═════ ENTRIES
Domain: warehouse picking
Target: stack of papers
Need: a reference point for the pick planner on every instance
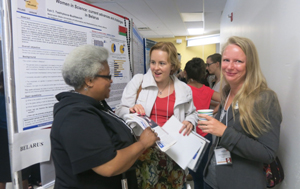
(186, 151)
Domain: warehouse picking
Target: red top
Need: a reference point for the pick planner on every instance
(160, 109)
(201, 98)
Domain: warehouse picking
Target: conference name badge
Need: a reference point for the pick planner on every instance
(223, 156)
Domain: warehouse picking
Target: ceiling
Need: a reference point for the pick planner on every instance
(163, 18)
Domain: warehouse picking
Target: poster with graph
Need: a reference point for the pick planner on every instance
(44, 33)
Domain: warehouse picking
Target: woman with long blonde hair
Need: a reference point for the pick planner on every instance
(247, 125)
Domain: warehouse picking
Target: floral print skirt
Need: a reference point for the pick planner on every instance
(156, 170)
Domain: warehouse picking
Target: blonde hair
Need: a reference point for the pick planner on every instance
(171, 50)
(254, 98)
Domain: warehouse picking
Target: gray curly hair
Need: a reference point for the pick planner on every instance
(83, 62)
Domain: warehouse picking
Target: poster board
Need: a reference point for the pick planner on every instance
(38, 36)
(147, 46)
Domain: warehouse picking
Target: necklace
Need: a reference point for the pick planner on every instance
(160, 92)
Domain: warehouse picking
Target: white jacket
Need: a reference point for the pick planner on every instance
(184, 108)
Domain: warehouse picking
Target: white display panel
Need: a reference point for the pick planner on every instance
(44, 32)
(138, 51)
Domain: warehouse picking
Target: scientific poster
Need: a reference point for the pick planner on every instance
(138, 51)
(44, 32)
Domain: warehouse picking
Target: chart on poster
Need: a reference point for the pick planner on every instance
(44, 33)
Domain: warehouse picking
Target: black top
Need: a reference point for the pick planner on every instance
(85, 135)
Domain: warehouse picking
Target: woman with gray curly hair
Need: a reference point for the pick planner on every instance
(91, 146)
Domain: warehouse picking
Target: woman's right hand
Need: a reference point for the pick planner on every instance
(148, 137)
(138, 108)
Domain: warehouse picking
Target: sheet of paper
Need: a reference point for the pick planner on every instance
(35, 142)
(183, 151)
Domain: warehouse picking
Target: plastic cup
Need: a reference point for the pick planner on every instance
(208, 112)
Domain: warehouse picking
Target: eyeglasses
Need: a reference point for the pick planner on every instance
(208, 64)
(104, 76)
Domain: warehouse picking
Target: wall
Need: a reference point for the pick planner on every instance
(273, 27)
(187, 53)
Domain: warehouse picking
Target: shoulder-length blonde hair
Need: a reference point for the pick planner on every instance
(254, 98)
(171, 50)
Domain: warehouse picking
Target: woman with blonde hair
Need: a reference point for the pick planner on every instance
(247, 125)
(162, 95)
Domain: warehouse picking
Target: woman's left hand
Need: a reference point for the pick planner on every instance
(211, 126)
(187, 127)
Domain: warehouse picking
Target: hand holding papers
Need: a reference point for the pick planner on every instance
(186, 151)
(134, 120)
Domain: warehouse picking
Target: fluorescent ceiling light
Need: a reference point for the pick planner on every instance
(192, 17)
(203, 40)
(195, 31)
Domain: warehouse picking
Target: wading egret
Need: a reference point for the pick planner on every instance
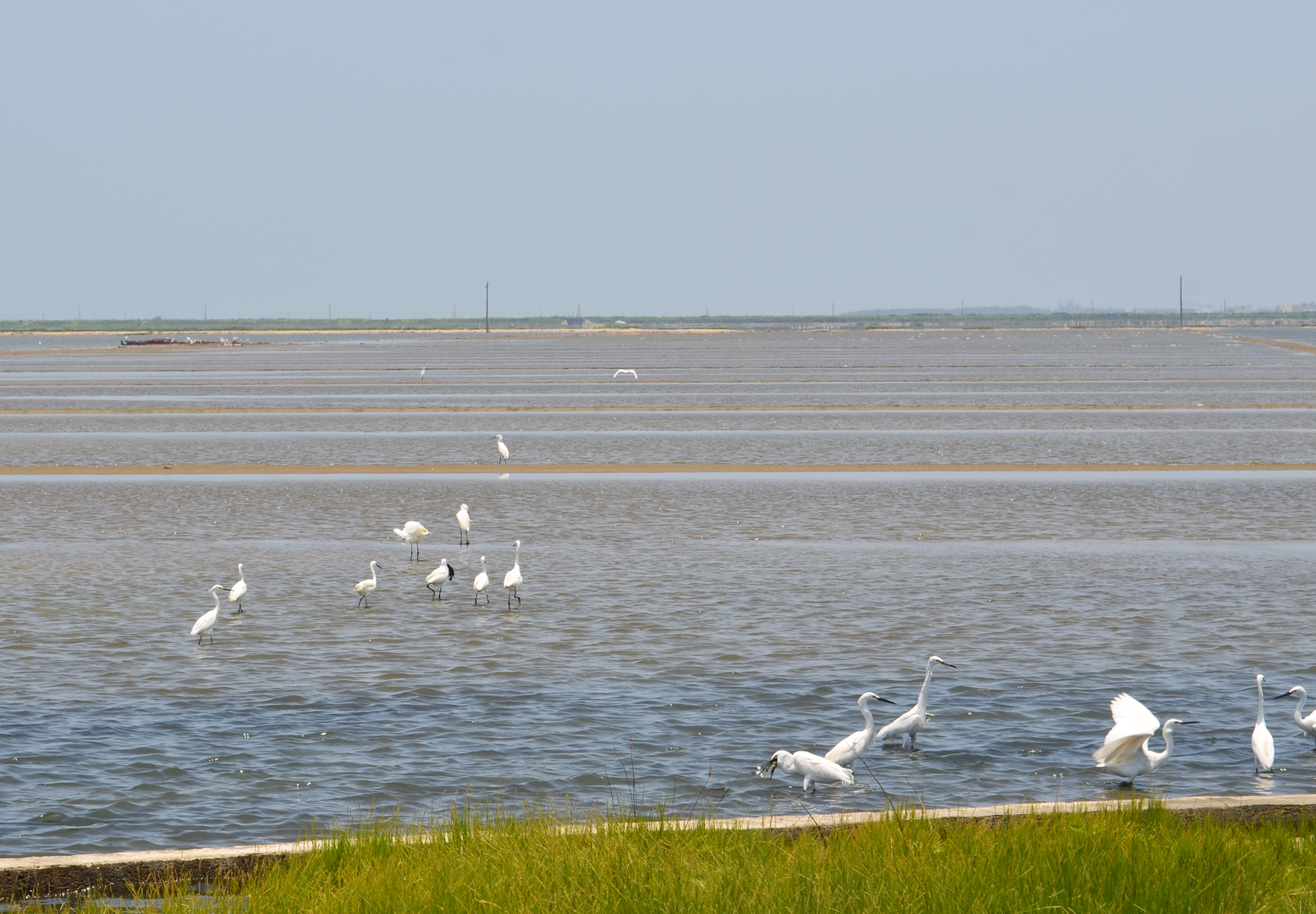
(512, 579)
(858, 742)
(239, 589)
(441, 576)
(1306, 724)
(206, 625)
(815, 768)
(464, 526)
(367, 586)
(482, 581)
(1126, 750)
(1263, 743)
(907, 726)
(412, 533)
══════════
▶ AIM:
Please report every line of the records above that contains the word "gray", treating uppercase and lowercase as different.

▶ SOLUTION BELOW:
Target: gray curly hair
Target: woman with gray curly hair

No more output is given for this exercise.